WHAT YOU SHOULD DO —
List every line below that contains the word "fender", copying each one in full.

━━━

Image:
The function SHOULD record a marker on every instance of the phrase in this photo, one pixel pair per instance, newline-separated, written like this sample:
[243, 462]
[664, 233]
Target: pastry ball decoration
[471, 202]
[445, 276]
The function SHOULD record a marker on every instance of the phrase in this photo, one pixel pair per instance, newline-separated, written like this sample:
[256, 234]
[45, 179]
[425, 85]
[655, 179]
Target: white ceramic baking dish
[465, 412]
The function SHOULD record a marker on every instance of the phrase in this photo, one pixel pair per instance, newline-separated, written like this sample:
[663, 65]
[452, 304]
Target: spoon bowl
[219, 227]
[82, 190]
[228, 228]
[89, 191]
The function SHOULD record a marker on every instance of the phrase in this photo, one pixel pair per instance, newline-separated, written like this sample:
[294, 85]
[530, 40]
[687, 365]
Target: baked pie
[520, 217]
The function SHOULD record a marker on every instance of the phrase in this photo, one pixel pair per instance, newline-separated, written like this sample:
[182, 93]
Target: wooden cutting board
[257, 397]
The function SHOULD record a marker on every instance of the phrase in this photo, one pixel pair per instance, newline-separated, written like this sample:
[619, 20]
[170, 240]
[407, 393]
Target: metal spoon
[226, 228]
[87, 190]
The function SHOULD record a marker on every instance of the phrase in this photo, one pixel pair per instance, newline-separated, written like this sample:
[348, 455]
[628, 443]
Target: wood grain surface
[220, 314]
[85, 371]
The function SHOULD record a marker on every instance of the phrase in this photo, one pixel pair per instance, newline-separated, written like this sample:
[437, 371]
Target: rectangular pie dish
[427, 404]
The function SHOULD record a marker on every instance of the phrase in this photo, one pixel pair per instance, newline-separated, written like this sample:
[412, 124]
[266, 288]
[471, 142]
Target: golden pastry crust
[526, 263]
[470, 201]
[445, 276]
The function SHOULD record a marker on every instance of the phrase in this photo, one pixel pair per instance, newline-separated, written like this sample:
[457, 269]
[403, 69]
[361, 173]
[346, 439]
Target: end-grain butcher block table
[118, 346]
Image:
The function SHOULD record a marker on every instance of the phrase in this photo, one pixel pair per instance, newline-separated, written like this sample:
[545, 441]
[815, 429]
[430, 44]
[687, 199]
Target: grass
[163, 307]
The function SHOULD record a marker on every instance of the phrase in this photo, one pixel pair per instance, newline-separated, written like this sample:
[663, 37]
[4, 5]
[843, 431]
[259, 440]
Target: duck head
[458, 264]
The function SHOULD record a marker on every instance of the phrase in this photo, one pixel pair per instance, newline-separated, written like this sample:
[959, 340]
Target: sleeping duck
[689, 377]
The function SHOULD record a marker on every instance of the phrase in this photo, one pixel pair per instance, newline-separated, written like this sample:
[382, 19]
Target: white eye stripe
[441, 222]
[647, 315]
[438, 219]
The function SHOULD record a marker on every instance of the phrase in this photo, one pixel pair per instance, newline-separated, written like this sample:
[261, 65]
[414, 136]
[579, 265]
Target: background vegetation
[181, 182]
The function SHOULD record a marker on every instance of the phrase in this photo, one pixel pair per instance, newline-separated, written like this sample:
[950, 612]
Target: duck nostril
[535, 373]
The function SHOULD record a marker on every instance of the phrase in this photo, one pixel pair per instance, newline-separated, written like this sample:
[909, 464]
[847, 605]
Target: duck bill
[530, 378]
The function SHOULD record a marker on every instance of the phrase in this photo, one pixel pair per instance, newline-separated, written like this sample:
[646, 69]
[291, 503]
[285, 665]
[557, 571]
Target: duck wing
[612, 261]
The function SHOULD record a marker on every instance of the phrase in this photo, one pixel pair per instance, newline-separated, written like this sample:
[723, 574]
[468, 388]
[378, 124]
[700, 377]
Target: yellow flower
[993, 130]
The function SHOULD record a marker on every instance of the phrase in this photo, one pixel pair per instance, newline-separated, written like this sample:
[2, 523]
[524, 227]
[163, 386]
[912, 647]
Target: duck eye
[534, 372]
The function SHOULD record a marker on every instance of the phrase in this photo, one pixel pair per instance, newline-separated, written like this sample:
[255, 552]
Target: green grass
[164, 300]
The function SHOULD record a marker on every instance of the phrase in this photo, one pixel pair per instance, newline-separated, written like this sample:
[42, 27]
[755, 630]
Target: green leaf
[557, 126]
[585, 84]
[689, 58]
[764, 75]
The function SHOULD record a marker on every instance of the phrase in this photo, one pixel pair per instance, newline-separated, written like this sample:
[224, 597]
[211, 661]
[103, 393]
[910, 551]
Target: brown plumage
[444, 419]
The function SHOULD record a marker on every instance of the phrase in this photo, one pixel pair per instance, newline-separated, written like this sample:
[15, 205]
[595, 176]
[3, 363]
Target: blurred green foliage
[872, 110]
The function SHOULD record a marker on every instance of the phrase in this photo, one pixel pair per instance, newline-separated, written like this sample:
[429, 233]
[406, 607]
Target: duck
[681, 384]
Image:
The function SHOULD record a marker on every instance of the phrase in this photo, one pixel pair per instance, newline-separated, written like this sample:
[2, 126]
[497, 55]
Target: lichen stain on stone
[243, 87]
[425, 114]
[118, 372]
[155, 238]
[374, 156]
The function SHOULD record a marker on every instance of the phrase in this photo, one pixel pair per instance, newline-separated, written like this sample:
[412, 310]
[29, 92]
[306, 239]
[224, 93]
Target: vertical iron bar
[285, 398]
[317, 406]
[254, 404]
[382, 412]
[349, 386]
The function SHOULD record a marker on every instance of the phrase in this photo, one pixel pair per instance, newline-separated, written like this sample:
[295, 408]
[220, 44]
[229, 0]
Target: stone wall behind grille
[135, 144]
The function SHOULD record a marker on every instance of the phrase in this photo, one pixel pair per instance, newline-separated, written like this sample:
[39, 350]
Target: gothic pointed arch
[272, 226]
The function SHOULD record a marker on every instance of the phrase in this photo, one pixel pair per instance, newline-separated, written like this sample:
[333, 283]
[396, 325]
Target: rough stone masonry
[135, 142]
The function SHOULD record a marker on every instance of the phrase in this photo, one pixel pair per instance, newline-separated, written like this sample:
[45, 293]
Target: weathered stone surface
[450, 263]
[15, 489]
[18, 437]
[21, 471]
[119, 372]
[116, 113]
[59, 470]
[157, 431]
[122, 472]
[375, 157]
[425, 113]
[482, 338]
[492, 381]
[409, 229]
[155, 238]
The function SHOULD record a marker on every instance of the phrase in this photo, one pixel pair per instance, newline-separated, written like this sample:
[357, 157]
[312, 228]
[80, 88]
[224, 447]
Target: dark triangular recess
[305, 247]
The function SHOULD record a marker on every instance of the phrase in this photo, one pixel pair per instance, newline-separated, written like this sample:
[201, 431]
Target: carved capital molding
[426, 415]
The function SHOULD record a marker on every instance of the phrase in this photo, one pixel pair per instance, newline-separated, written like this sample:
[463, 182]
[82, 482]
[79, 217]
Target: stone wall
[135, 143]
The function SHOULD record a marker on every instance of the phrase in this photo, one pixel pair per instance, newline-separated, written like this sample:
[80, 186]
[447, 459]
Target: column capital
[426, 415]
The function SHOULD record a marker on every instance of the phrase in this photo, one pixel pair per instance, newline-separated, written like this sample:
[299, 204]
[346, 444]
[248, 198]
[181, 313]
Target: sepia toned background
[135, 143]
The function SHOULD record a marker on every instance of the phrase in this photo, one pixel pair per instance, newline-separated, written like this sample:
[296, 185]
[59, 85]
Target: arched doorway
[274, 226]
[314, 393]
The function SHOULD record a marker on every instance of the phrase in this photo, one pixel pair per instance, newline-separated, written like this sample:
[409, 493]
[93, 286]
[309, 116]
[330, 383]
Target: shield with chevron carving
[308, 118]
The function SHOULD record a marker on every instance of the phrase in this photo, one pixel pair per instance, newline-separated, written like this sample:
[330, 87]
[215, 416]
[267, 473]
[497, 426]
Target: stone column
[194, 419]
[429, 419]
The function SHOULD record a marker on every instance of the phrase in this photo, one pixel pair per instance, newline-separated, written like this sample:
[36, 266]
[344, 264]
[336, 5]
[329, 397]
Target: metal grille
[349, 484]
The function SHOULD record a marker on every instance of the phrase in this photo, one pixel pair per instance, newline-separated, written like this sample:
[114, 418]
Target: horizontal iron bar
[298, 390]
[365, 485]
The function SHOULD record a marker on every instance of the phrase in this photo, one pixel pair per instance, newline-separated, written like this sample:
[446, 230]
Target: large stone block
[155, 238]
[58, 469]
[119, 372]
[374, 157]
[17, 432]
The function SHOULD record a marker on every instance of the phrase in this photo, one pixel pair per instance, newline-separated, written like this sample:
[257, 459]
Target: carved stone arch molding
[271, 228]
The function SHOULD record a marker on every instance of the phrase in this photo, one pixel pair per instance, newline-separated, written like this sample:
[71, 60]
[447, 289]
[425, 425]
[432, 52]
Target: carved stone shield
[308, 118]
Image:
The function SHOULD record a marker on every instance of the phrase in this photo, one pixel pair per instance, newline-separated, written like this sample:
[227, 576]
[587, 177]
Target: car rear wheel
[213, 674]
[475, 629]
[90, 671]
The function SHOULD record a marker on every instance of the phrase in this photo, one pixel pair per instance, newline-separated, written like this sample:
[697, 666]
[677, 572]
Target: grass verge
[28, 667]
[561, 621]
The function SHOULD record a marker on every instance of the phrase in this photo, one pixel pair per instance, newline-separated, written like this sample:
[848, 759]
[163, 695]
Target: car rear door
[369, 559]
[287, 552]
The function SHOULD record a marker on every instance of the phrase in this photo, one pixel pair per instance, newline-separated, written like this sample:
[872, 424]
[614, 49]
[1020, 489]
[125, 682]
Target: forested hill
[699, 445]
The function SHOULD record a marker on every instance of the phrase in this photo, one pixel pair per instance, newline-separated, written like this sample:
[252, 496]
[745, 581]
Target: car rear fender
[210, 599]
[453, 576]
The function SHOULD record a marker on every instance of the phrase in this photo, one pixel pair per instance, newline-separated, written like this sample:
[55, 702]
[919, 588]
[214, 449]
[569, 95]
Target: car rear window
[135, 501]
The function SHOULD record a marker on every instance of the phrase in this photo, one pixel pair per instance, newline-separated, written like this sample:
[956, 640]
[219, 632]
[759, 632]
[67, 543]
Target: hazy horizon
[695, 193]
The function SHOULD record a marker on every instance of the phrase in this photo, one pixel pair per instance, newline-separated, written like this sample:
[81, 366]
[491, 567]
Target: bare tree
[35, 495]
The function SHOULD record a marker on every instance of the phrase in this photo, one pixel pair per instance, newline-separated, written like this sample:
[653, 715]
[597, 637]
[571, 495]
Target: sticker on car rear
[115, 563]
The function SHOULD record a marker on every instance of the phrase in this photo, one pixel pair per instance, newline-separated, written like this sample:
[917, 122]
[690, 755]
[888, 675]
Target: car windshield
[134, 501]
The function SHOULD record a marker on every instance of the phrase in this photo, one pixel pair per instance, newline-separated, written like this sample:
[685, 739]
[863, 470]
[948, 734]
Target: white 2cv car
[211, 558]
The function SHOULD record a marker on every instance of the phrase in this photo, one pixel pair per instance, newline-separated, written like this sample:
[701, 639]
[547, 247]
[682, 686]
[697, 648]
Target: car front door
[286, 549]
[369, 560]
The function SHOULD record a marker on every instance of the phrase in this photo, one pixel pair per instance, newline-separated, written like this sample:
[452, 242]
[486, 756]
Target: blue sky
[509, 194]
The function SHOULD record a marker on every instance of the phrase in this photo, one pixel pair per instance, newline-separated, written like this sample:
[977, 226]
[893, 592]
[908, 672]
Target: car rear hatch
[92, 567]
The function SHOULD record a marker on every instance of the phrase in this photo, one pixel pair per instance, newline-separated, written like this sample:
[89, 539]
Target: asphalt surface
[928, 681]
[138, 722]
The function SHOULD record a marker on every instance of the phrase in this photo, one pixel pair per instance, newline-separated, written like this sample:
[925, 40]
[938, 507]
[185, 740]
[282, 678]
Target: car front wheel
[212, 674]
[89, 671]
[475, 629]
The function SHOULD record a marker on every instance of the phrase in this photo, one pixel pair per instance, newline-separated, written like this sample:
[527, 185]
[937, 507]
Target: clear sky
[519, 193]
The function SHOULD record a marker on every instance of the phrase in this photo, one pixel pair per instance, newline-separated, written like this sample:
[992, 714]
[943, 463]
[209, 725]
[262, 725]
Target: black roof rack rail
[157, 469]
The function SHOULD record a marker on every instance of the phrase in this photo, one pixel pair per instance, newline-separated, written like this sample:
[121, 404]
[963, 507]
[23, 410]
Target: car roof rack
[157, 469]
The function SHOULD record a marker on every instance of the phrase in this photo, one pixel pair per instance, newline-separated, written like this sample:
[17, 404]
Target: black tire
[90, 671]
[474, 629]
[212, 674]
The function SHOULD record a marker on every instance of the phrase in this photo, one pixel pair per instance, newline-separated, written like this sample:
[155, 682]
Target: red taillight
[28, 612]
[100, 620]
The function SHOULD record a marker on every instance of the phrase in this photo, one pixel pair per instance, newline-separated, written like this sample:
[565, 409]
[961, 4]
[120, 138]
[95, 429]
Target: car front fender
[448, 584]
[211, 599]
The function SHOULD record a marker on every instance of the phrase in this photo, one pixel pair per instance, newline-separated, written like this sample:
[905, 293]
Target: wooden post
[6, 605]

━━━

ANSWER TO THE TASK —
Target: car rear fender
Target: car front fender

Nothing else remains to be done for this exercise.